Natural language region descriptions
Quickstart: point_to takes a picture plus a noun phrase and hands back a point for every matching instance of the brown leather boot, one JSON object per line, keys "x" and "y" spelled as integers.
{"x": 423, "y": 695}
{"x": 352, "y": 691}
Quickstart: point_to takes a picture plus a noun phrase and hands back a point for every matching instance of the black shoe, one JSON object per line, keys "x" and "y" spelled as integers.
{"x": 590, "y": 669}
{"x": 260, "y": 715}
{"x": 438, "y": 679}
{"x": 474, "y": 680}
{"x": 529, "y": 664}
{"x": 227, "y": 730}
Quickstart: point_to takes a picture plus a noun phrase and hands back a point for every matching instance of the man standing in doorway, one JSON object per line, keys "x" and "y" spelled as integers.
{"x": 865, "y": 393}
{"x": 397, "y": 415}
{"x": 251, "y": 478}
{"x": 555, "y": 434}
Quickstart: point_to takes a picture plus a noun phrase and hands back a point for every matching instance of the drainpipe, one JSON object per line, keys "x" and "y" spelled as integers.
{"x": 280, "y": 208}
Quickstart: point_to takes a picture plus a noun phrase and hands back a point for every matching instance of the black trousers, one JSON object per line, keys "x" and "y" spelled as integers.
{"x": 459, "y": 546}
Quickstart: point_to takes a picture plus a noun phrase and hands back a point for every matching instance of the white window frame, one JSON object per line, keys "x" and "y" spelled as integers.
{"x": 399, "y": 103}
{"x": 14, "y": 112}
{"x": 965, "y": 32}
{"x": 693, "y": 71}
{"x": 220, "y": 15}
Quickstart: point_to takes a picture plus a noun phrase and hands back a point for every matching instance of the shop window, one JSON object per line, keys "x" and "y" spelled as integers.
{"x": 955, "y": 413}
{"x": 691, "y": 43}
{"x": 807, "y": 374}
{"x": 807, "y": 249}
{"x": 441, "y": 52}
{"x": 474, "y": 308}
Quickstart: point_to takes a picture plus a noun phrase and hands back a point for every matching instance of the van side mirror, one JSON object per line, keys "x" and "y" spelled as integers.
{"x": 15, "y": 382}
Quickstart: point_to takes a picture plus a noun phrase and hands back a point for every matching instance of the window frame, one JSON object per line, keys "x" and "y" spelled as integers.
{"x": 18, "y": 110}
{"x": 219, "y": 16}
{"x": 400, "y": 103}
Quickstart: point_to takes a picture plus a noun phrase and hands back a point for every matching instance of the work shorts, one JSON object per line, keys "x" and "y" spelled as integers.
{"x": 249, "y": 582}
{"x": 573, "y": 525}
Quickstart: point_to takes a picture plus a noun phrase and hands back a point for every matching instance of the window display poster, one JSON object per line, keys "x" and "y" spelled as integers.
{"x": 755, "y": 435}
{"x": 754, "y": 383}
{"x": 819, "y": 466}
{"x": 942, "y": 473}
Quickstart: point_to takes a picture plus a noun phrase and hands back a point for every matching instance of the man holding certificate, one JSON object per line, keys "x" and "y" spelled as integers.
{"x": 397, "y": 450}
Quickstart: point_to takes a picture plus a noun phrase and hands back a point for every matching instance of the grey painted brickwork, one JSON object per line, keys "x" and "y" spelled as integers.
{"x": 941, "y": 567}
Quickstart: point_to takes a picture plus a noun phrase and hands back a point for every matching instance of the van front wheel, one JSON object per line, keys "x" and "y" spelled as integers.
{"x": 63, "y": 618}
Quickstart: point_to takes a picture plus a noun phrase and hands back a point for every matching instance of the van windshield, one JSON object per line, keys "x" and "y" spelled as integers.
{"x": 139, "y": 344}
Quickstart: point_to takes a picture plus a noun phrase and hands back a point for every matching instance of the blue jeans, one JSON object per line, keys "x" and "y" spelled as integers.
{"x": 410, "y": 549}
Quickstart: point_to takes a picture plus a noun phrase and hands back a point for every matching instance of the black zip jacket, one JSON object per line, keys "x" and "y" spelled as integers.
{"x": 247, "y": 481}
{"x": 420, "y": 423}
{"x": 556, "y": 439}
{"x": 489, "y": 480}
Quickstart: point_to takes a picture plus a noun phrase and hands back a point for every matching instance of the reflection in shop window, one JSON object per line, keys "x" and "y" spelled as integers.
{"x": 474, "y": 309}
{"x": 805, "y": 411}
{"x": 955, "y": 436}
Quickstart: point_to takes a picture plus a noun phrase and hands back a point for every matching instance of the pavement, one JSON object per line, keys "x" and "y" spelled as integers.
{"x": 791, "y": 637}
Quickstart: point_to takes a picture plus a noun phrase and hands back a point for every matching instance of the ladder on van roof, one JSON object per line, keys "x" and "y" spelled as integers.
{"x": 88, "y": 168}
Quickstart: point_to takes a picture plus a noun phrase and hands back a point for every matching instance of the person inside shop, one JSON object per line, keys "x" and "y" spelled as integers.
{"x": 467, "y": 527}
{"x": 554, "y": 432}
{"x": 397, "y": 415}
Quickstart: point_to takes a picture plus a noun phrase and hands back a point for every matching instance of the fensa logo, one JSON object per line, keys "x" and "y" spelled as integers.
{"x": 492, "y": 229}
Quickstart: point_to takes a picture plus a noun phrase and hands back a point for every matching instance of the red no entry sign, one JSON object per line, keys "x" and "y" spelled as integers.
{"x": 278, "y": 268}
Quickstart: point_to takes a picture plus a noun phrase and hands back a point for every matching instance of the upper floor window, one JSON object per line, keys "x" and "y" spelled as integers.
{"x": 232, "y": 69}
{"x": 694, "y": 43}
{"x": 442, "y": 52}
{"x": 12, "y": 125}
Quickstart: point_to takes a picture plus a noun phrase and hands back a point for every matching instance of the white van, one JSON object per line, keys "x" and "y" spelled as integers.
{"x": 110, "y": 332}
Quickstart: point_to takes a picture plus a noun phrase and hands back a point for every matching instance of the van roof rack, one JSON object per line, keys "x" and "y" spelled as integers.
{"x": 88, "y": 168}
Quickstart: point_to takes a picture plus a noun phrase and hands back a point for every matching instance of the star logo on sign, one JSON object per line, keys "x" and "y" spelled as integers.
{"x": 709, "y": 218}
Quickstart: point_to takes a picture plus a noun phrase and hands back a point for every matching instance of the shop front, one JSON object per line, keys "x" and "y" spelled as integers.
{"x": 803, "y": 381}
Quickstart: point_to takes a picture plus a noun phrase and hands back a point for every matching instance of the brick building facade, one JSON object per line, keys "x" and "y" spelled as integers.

**Action item**
Write out once more the lines above beginning at the line with "shop front, one"; continue through the final line and stop there.

**Exercise output**
Quickstart: point_to takes a picture plus a noun phrase and hands back a point for every matching instance of the shop front, one JSON object per line, keys "x" and "y" spelled as integers.
{"x": 803, "y": 381}
Quickstart: point_to takes a picture plus a noun phrase and hands back a point for every matching instance of the brick building facade, one JSON object per line, keys "x" and "y" spelled as integers.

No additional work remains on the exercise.